Brief ▸
From the first line of the listing to the last, set down everything exactly, but skip the images.

========================

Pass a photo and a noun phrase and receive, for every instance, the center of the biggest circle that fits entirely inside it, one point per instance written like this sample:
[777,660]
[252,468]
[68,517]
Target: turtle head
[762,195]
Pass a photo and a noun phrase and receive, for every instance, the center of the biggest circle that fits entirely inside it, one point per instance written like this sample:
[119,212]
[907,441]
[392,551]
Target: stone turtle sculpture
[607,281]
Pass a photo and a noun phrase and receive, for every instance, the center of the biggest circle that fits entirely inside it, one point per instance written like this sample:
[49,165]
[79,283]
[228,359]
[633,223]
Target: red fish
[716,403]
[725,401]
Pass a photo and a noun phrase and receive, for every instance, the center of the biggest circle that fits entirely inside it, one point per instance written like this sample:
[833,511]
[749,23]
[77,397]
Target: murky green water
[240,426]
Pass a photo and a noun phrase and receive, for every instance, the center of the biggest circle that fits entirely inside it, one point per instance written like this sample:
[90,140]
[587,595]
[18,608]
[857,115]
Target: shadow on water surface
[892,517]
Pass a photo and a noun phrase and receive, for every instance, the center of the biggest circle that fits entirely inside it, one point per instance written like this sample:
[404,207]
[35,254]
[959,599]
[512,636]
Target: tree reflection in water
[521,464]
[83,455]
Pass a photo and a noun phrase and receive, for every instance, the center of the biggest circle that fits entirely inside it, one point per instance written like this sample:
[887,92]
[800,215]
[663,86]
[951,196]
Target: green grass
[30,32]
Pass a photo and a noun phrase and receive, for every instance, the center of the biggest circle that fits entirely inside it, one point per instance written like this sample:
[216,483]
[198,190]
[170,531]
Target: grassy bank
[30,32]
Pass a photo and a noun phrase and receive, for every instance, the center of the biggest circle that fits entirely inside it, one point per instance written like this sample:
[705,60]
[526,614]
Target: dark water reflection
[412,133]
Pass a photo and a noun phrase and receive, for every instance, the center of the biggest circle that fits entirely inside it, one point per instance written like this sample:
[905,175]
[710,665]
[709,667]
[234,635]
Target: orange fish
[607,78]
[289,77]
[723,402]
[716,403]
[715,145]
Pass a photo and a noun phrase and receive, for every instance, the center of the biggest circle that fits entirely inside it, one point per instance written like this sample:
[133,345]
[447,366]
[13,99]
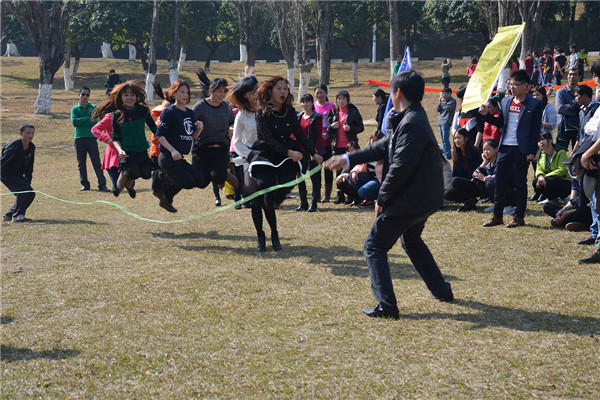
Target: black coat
[353,119]
[412,180]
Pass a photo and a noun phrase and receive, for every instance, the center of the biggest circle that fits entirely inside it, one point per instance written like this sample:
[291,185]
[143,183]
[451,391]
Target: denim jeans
[384,234]
[445,132]
[83,147]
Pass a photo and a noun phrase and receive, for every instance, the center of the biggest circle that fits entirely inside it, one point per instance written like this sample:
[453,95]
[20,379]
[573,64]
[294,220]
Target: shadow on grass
[521,320]
[10,354]
[66,222]
[341,260]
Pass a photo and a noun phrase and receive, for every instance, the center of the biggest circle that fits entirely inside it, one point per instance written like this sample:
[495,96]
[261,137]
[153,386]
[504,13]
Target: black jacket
[354,119]
[412,180]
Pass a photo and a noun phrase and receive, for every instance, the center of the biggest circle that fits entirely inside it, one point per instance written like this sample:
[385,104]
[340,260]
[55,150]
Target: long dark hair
[114,102]
[265,90]
[236,96]
[458,155]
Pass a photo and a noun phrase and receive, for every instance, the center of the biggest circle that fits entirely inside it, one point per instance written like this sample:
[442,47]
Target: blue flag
[405,65]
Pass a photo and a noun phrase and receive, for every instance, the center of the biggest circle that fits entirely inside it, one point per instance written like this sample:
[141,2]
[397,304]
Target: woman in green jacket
[551,178]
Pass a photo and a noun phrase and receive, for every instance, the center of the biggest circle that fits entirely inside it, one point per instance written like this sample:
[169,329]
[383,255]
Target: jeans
[384,234]
[16,183]
[370,190]
[83,147]
[445,132]
[509,156]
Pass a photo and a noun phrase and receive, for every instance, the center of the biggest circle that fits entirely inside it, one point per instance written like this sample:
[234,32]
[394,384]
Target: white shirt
[244,132]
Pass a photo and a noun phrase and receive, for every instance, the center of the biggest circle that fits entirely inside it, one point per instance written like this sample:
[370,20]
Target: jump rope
[188,219]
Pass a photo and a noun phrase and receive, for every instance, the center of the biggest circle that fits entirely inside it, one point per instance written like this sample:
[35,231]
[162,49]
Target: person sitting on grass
[551,180]
[16,172]
[129,138]
[575,216]
[465,160]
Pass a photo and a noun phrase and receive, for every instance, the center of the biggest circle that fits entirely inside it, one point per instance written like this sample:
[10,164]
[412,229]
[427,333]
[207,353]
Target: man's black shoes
[379,312]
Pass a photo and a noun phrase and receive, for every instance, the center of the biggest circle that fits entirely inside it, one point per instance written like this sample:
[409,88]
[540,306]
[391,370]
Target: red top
[342,139]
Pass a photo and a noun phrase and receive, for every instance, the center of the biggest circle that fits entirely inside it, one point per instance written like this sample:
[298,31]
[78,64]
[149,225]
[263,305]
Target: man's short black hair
[584,90]
[411,84]
[25,126]
[520,76]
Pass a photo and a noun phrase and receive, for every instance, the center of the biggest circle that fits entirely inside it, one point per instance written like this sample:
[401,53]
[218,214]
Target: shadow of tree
[10,354]
[341,260]
[521,320]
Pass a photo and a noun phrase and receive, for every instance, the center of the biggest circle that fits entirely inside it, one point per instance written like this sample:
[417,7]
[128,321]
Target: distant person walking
[85,142]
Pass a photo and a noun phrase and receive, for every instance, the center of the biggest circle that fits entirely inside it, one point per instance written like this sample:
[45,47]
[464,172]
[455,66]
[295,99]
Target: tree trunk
[11,50]
[132,52]
[394,34]
[151,76]
[106,50]
[324,34]
[139,47]
[173,71]
[75,67]
[66,69]
[531,13]
[572,20]
[182,56]
[46,25]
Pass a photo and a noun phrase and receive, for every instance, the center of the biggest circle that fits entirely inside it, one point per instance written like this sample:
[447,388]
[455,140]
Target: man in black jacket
[412,189]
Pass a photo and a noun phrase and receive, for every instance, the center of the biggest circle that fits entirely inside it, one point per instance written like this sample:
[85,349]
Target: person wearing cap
[16,172]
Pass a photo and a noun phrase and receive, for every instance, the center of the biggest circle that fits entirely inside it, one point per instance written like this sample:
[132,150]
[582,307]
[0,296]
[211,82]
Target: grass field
[98,304]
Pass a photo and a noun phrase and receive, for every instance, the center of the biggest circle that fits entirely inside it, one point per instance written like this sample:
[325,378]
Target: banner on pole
[495,56]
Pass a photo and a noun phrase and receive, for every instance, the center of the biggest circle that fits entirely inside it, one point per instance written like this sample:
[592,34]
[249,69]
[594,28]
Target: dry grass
[96,304]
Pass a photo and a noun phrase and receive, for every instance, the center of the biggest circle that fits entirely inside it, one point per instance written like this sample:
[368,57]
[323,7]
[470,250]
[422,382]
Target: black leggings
[555,187]
[136,165]
[267,176]
[258,206]
[308,164]
[212,164]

========================

Result of this task ▸
Pass a photo and a noun phrase and receive, for every instance, the center of the biggest circle that fits entirely inside it, one point per instance written like this sample:
[777,660]
[252,468]
[68,517]
Target: turtle head
[762,195]
Pass a photo and a noun phrase and receive, for every instance, the center of the biggest circle that fits entirely inside it, one point per instance written like this sample:
[119,212]
[907,441]
[392,551]
Target: stone turtle sculpture
[607,281]
Pass a photo and a noun phrase and receive, for every instance, the center of the biggest circle that fits entirely inside it, one point per instance written like this sample:
[49,165]
[79,283]
[228,359]
[633,223]
Target: red fish
[716,403]
[725,401]
Pass a photo and a noun phrase and receive, for every instance, the center of the biggest circle that fits entirely inside it, one point per instance written like this sample:
[833,511]
[749,23]
[77,397]
Target: murky green water
[240,426]
Pass a photo and a noun phrase and receive, for every instance, the center of the biggest circle that fits entirely inside it, one point per instance written like this sample:
[90,140]
[587,595]
[18,608]
[857,115]
Target: shadow on water surface
[892,517]
Pass a photo and a noun phrase and receive, for every instance, the center of the biggest circle that fits entirely inside it, one point per instance written like this sample:
[404,207]
[35,254]
[959,599]
[512,636]
Target: tree reflection in water
[521,464]
[83,455]
Pass a photo and a noun phrase and receive, for every instance, the center of the biggest circle that fits entirely inside it, one point per instance written like this sample:
[887,92]
[800,215]
[663,86]
[951,196]
Target: green grass
[30,32]
Pass a photo and a noun phrase and receive, for every instance, the center of the biggest circle that fits entirely inside it, one point per instance written like this sample:
[216,483]
[198,190]
[170,531]
Target: grassy bank
[30,32]
Pass a photo and a noun phrase and receive, for every instance, the center of the biggest circle that fits entirely inside it, one point per instance written like this sample:
[705,60]
[526,614]
Target: dark water reflection
[412,133]
Pass a photo and a noun phrase and receive, for every instance, the center of the biggest circle that fits entirely inside it, one point per instance written like this sample:
[905,175]
[710,665]
[709,667]
[234,635]
Target: orange fish
[607,78]
[289,77]
[723,402]
[716,403]
[715,145]
Pass a photo and a noun phrase and receive, for every instance, the center of the biggest circle that fits entirely inside it, one point per instance written like this sample:
[133,345]
[447,366]
[13,99]
Target: black coat
[353,119]
[412,180]
Pass a photo and a noun phrase and receive, for every instance, the center of the biggest circle that fits entirely inside it, one point per instance written like this sample:
[291,185]
[143,183]
[451,391]
Target: denim jeans
[384,234]
[445,132]
[83,147]
Pass a photo and a noun phrase and receive, for every instance, the center of the biggest circle that fits entirely inside it, one point per instance written like this sample:
[453,95]
[20,379]
[573,64]
[294,220]
Target: shadow on grass
[521,320]
[10,354]
[66,222]
[341,260]
Pass a photo and a noun phrase and receive, for every instance, the center of the biggest circle that fits entirely inside it, one point per instance written like this sample:
[495,96]
[261,137]
[153,386]
[504,13]
Target: black jacket
[354,119]
[412,180]
Pass a photo and a noun phrase and receive, for every instance, the center of the biggest circle that fits entirely inside it, one point per instance written like this sample:
[385,104]
[340,260]
[55,150]
Target: long dark hair
[114,102]
[265,90]
[236,96]
[458,155]
Pass a photo and a noun phrase and receive, for every instance, the center of the biggest circle that fits entirely inside it, one point per instance written like this sample:
[442,47]
Target: blue flag
[405,65]
Pass a photo and a noun phrase and receive, for every instance, the center of the biggest circle that fits entirely inside it, one point per instance written like this sample:
[141,2]
[397,304]
Target: woman in green jacket
[551,178]
Pass a photo and a noun phrase and receive, for every instance, the center of the biggest circle that fits entirely inside it, one point per instance written like this sample:
[169,329]
[383,255]
Target: jeans
[384,234]
[16,183]
[370,190]
[83,147]
[445,132]
[509,156]
Pass a photo and a noun phrase and receive, for every instance, the center of the biggest circle that fits entirely inside it, one point per instance written like this sample:
[234,32]
[394,384]
Target: white shirt
[244,132]
Pass a photo and a noun phrase and receive, for every instance, the center of the biggest circle that fits entirely inside it, one point per instance written like this sample:
[370,20]
Target: jump rope
[188,219]
Pass a photo and a noun phrase and receive, for every instance, the center of the biggest circle that fits entirely inside it, one point per instance written like this sample:
[35,231]
[162,49]
Target: person sitting on grass
[551,180]
[16,172]
[129,138]
[575,216]
[465,160]
Pass a photo and a noun phrase and receive, for every instance, the center of the biggest circle that fits entirely inside it, one point per instance written like this sample:
[10,164]
[412,229]
[427,333]
[207,353]
Target: man's black shoes
[379,312]
Pass a photo and a noun phrase and receive, for every instance, the center of the biggest circle that fits entirely inside it, one point per instance written like this sample:
[409,88]
[540,306]
[391,370]
Target: red top
[342,139]
Pass a photo and a noun phrase and receive, for every instance, the center of the biggest circle that fits entirely inside it, one point per instance written like this sample:
[298,31]
[78,64]
[149,225]
[263,305]
Target: man's short black hair
[584,90]
[411,84]
[25,126]
[520,76]
Pass a photo and a noun phrase and receive, for every instance, the center of the biggest circle that fits entirely inside it, one point per instance written like this sample:
[401,53]
[218,214]
Target: shadow of tree
[10,354]
[341,260]
[521,320]
Pass a photo and a noun phrase and receive, for every instance, the center of the biggest circle that fits entirely inside it, one point per instance written like this sample:
[417,7]
[128,321]
Target: distant person walking
[85,142]
Pass a photo and a noun phrase and receive, for every instance, the center of the biggest circle that fits entirely inside it, one point per instance written like this sample:
[45,47]
[464,172]
[455,66]
[295,99]
Target: tree trunk
[11,50]
[132,52]
[394,34]
[151,76]
[106,50]
[324,34]
[139,47]
[173,71]
[75,67]
[66,69]
[531,13]
[572,20]
[182,56]
[46,25]
Pass a photo and a noun phrase and receive, for every instance, the center of the biggest circle that fits entirely inside it, one point per instance written like this sample:
[447,388]
[455,140]
Target: man in black jacket
[412,189]
Pass a photo and a noun phrase and receive, for every instance, the center of the biggest circle that fits entirely inside it, one point per instance written like this sample:
[85,349]
Target: person wearing cap
[16,172]
Pass a photo and a noun phrase and receive, for every instance, the center of the biggest circle that fits entirely inside it, one point per instance written like this sample:
[132,150]
[582,307]
[0,296]
[211,82]
Target: grass field
[98,304]
Pass a photo and a noun phrase and receive, for every instance, the center of the biggest circle that fits entirely inside it, one point per instance written like this sample:
[325,378]
Target: banner on pole
[495,56]
Pass a photo and a noun phrase and receive, for every instance, the center of the biggest circle that fits entirely inside it, one point per instance written like this sample:
[592,34]
[249,69]
[594,28]
Target: dry grass
[96,304]
Pass a photo and a noun phrase and receive, for every instance, the center of the biggest circle that fits entirely inside it, one point per instance written like this sample:
[368,57]
[323,7]
[470,250]
[422,382]
Target: black leggings
[555,187]
[136,165]
[267,176]
[258,206]
[308,164]
[212,164]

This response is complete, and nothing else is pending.